DESCRIPTION OF THE TASK: Would you copy out each line of the records below that includes the word "bird"?

DATA TO PROCESS:
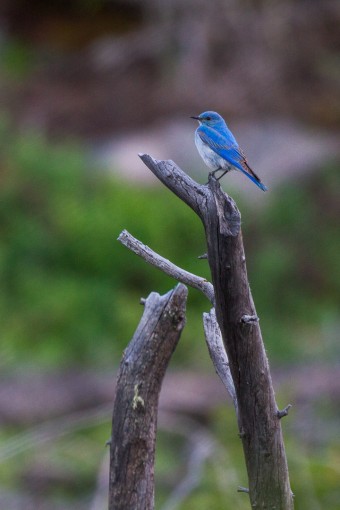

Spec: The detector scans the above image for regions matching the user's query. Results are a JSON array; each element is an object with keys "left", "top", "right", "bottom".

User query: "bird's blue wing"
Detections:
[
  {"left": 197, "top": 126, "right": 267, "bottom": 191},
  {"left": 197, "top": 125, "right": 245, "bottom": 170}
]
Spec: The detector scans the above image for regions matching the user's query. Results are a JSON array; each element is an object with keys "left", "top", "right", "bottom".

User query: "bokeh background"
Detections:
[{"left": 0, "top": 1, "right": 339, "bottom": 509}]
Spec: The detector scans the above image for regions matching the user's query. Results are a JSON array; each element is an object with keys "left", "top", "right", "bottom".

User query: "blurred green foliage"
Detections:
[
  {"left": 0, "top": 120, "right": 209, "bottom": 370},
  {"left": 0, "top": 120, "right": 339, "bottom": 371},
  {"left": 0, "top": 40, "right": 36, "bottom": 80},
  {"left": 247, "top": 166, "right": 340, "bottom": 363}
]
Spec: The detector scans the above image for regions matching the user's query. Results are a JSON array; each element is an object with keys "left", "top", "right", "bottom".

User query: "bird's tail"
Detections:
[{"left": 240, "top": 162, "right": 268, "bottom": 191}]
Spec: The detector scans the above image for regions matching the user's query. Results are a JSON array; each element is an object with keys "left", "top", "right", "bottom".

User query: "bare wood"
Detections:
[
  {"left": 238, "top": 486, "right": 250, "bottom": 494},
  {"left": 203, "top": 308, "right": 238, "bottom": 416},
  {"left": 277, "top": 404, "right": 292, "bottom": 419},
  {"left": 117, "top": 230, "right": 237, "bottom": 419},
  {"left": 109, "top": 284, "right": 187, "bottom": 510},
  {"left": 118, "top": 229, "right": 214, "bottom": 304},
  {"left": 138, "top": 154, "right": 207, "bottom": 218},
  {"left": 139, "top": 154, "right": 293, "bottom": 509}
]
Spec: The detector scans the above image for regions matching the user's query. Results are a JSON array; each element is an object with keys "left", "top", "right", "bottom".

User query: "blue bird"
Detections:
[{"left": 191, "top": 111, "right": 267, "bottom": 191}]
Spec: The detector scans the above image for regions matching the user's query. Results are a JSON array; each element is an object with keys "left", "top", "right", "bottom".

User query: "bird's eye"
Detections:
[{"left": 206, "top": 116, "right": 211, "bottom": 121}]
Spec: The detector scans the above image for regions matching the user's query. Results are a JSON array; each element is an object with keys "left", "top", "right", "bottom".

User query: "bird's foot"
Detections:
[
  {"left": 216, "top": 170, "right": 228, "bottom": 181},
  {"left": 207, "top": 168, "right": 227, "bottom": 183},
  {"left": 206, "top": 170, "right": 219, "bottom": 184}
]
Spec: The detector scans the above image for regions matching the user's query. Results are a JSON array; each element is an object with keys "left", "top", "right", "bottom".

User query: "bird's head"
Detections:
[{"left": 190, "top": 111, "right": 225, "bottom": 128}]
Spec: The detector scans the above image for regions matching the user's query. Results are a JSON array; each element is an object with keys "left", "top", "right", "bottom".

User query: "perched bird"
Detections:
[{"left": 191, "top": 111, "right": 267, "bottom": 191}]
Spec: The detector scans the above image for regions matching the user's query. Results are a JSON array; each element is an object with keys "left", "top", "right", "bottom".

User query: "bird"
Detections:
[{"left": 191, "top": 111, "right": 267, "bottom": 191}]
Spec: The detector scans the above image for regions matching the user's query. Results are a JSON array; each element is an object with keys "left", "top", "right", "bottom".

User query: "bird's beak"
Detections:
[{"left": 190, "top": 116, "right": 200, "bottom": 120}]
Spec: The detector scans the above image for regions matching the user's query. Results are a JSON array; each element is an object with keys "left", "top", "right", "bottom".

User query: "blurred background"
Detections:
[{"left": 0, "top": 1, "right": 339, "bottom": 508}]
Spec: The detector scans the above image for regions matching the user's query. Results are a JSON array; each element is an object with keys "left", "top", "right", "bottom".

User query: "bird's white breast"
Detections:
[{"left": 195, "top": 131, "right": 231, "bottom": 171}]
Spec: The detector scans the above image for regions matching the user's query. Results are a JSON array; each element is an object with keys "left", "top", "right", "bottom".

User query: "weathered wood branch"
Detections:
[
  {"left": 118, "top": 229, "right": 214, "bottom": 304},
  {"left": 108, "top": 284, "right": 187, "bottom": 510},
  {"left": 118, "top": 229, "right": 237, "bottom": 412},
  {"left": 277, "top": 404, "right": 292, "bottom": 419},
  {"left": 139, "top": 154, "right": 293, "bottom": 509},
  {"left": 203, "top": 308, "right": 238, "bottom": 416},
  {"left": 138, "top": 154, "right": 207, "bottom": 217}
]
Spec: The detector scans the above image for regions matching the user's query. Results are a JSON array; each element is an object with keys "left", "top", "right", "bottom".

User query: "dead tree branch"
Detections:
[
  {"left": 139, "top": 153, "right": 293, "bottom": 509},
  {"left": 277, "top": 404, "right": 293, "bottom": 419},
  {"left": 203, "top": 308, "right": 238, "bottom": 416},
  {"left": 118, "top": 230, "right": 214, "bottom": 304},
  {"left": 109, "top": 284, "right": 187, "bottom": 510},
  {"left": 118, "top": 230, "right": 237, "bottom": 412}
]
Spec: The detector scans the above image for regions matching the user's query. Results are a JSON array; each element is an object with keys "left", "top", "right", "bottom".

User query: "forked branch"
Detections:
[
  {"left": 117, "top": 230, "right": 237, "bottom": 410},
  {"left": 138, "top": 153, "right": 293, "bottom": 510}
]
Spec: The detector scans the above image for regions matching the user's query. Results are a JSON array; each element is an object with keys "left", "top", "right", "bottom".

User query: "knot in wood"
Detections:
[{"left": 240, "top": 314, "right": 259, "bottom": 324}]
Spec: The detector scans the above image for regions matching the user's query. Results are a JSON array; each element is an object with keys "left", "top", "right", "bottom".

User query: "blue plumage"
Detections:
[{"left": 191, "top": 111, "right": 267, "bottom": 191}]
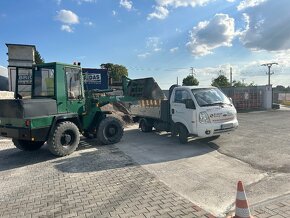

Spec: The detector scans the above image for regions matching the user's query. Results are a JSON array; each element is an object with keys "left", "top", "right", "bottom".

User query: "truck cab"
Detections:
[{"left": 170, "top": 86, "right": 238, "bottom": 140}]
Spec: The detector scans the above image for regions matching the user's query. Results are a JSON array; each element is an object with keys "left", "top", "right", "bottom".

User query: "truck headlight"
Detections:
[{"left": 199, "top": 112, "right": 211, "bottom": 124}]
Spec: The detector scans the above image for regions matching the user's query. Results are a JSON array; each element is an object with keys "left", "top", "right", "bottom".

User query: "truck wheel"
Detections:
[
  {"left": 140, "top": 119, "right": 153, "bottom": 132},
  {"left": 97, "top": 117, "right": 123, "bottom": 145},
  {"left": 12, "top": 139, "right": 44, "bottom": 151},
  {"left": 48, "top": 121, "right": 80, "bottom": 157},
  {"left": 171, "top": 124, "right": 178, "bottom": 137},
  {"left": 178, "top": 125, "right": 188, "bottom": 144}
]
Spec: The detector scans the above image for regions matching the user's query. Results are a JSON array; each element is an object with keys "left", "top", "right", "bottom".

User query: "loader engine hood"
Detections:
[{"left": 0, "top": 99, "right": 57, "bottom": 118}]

ANSWER:
User query: "bird's blue wing"
User query: "bird's tail"
User query: "blue bird"
User query: "bird's eye"
User query: "bird's foot"
User query: "bird's head"
User query: "perched bird"
User query: "bird"
User query: "bird's beak"
User query: "bird's white breast"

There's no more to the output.